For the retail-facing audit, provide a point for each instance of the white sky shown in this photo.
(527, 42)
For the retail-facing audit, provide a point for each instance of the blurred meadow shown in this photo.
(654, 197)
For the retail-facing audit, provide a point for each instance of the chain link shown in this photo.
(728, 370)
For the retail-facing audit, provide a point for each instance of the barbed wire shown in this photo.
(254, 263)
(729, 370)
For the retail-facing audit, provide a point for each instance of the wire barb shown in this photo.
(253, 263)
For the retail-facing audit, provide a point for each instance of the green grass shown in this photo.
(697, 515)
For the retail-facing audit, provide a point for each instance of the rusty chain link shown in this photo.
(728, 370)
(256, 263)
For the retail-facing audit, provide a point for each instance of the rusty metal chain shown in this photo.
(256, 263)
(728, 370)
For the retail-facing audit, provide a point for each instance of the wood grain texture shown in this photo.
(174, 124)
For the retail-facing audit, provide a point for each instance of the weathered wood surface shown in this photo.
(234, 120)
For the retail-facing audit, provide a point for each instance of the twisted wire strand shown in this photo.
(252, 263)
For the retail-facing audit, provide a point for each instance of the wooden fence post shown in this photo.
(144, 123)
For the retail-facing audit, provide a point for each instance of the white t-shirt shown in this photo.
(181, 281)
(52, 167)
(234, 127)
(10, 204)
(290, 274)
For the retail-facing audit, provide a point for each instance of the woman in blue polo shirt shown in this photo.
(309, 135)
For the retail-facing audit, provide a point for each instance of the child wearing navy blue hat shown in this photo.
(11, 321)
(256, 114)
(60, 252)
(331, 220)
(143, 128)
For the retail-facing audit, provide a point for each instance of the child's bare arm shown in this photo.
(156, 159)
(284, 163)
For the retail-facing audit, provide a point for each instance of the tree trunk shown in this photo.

────

**Exercise instructions:**
Retype every entry word for word.

**Task result:**
For the retail-facing audit, provide a point for each instance of the white sky shown in this photo.
(527, 42)
For the retail-facing audit, provide a point for each instance of the blurred meadow shown in this photo.
(654, 197)
For the retail-facing audit, provide a point for each instance of the chain link shown in this photo.
(728, 370)
For the retail-facing audit, provide a point for each instance of the barbed wire shown in this photo.
(254, 263)
(729, 370)
For the retail-facing audit, provide a point for each instance of the wire barb shown in this photo.
(253, 263)
For the retail-facing audit, provide a point for each instance of the green grass shown in this photo.
(697, 515)
For the retail-facing audit, provide a point for each instance of the rusty chain link shown in this photo.
(728, 370)
(256, 263)
For the retail-facing audit, provide a point for each instance of the rusty metal chain shown in this photo.
(256, 263)
(728, 370)
For the retail-facing audit, provide a point for each instance of the wood grain texture shown in this photo.
(174, 124)
For the retail-facing audit, provide a point for each instance of the weathered wood surface shown in this photo.
(234, 120)
For the retail-facing audit, provide a point for each instance of the twisted wire strand shown in this photo.
(252, 263)
For the retail-facing audit, provide a point for each instance of the wooden fence post shown in this photo.
(144, 123)
For the retail-facing audit, provide a point for each instance of the white t-shirt shown in this photo.
(181, 281)
(52, 167)
(234, 127)
(10, 204)
(290, 274)
For the retail-facing audit, provide a point for each instance of the woman in blue polo shirt shown in this photo.
(309, 135)
For the retail-facing audit, provide a point for each instance of the child wearing navy blue hat shown in this photo.
(11, 321)
(256, 114)
(60, 252)
(331, 220)
(143, 128)
For the retail-facing audit, provide a point for each instance of the child's bare arm shown in this photo.
(156, 159)
(284, 163)
For the retail-facing audit, provide a point for each instance of the tree trunk shown in this photo.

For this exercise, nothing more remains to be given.